# My Cameo Collection



## debodun (Mar 3, 2022)

Many are repros, some are "real".

https://www.seniorforums.com/media/albums/cameos.644/


----------



## Signe The Survivor (Mar 3, 2022)

So very beautiful.


----------



## SmoothSeas (Mar 3, 2022)

stellar cameos...

what else do you collect?

though not so much anymore, but I actively collected black memorabilia, steamship memorabilia, cobalt glass, vintage kitchen stuff, cookbooks and then some.

collecting stuff is addictive.  I shoulda been born a minimalist


----------



## Jules (Mar 3, 2022)

Love them!


----------



## debodun (Mar 3, 2022)

SmoothSeas said:


> what else do you collect?


Oh, so many things!


----------



## SmoothSeas (Mar 3, 2022)

debodun said:


> Oh, so many things!



admit to some of 'em...    why don't you...

my mother 'collected' cats  -  real ones and anything remotely related to felines.  sans the real ones, I now have own a lot of that cat stuff,

In fact, I'm currently drinking coffee from a mug that I gifted her 'bout 40-years ago.


----------



## Jules (Mar 3, 2022)

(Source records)
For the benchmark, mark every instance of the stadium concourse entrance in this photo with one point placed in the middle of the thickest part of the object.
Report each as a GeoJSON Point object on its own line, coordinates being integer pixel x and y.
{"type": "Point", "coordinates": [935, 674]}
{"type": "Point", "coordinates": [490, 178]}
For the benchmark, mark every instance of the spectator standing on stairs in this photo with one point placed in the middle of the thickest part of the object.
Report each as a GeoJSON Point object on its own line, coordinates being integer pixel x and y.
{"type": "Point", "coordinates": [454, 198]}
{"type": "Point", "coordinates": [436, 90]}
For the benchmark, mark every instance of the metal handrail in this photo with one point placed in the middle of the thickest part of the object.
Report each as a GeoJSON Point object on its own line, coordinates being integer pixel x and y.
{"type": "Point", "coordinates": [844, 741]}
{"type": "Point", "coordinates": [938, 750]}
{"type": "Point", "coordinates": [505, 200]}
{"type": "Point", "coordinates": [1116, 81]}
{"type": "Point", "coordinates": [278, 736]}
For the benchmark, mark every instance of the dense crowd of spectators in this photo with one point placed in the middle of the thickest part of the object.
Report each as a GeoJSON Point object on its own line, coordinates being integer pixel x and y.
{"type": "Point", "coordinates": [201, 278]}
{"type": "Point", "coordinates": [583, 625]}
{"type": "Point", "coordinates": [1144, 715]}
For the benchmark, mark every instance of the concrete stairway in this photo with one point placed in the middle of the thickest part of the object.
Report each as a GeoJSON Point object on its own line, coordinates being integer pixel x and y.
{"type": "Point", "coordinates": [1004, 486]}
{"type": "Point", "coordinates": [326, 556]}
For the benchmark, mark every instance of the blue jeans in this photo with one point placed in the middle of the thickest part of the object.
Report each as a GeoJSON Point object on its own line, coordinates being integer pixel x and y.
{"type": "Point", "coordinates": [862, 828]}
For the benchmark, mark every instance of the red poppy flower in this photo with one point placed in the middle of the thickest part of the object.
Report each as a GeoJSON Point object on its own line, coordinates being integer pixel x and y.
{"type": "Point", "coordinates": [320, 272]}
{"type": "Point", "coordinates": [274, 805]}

◆ PROBLEMS ◆
[1] In the cameo collection thread, about how long ago was the coffee mug SmoothSeas mentions given as a gift?
[2] List every kind of thing that SmoothSeas says she actively collected in the cameo collection thread.
[3] From the cameo collection thread, return the part that opens with the words containing "So very beautiful." and closes with "and then some.".

◆ RESULTS OF THE TASKS ◆
[1] About 40 years ago.

[2]
- Black memorabilia
- Steamship memorabilia
- Cobalt glass
- Vintage kitchen stuff
- Cookbooks

[3]
So very beautiful.


----------



## SmoothSeas (Mar 3, 2022)

stellar cameos...

what else do you collect?

though not so much anymore, but I actively collected black memorabilia, steamship memorabilia, cobalt glass, vintage kitchen stuff, cookbooks and then some.